Amerikanistin: Evangelikale könnten US-Wahl entscheiden

Amerikanistin: Evangelikale könnten US-Wahl entscheiden
30.10.2020
epd
epd-Gespräch: Alexander Lang

Worms, Heidelberg (epd). Evangelikale Wähler könnten nach Einschätzung der in Worms lebenden Amerikanistin Melanie Gish einmal mehr das Zünglein an der Waage im US-Präsidentschaftswahlkampf sein. Zwar liege der demokratische Kandidat Joe Biden nach aktuellen Umfragen deutlich vor US-Präsident Donald Trump, sagte Gish dem Evangelischen Pressedienst (epd). Doch hätten bei der Wahl 2016 evangelikale Christen dem Republikaner Trump letztlich zum knappen Sieg verholfen: 81 Prozent gaben ihm damals ihre Stimme und nur 16 Prozent seiner Herausforderin Hillary Clinton von den Demokraten - ein wahlentscheidendes Votum.

(Fotobasierte Daten zu Referenzausdrücken)
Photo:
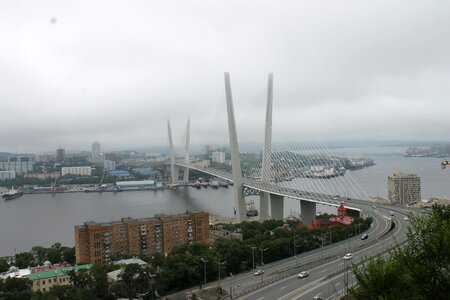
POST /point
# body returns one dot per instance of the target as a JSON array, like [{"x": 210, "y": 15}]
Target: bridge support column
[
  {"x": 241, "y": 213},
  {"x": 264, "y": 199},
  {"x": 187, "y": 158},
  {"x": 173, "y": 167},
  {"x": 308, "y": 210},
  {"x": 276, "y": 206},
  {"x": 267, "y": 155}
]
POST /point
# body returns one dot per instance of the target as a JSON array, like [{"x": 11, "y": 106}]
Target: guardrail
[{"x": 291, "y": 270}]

---

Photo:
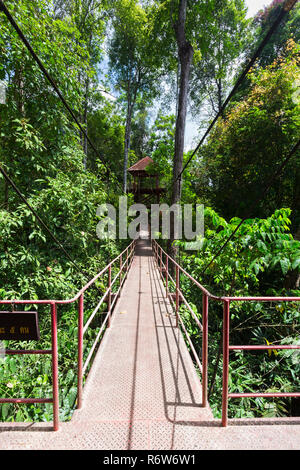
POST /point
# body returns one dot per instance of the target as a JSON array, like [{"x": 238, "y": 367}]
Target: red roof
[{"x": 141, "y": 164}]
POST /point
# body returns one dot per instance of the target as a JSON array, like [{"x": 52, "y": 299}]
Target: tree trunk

==

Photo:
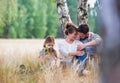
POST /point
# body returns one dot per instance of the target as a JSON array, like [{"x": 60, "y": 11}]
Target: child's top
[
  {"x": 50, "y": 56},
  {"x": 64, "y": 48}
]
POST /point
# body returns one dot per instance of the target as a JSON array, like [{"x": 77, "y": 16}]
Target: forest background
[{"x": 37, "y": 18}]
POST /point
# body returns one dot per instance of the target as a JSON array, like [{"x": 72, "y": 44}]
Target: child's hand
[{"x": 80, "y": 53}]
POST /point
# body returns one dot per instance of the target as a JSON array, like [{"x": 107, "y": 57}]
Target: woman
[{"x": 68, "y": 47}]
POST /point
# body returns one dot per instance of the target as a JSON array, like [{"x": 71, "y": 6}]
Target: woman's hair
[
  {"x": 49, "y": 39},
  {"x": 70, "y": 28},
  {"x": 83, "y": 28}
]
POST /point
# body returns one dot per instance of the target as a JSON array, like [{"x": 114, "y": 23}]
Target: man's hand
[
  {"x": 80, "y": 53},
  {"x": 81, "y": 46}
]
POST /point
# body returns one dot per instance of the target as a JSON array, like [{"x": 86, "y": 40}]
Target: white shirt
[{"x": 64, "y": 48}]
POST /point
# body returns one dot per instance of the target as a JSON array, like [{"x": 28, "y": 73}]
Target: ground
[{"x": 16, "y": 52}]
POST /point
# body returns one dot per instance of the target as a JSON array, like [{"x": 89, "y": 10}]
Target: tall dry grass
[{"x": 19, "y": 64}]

### Arbeitsauftrag
Ersetze im Auszug über die US-Wahl „Republikaner“ durch „Kandidaten“ und gib die Passage wieder, die bei den Worten „Worms, Heidelberg (epd).“ einsetzt und nach „ein wahlentscheidendes Votum.“ aufhört. Die Zeilen stehen in keinem inhaltlichen Zusammenhang mit dem Auszug.

### Antwort zur Übung
Worms, Heidelberg (epd). Evangelikale Wähler könnten nach Einschätzung der in Worms lebenden Amerikanistin Melanie Gish einmal mehr das Zünglein an der Waage im US-Präsidentschaftswahlkampf sein. Zwar liege der demokratische Kandidat Joe Biden nach aktuellen Umfragen deutlich vor US-Präsident Donald Trump, sagte Gish dem Evangelischen Pressedienst (epd). Doch hätten bei der Wahl 2016 evangelikale Christen dem Kandidaten Trump letztlich zum knappen Sieg verholfen: 81 Prozent gaben ihm damals ihre Stimme und nur 16 Prozent seiner Herausforderin Hillary Clinton von den Demokraten - ein wahlentscheidendes Votum.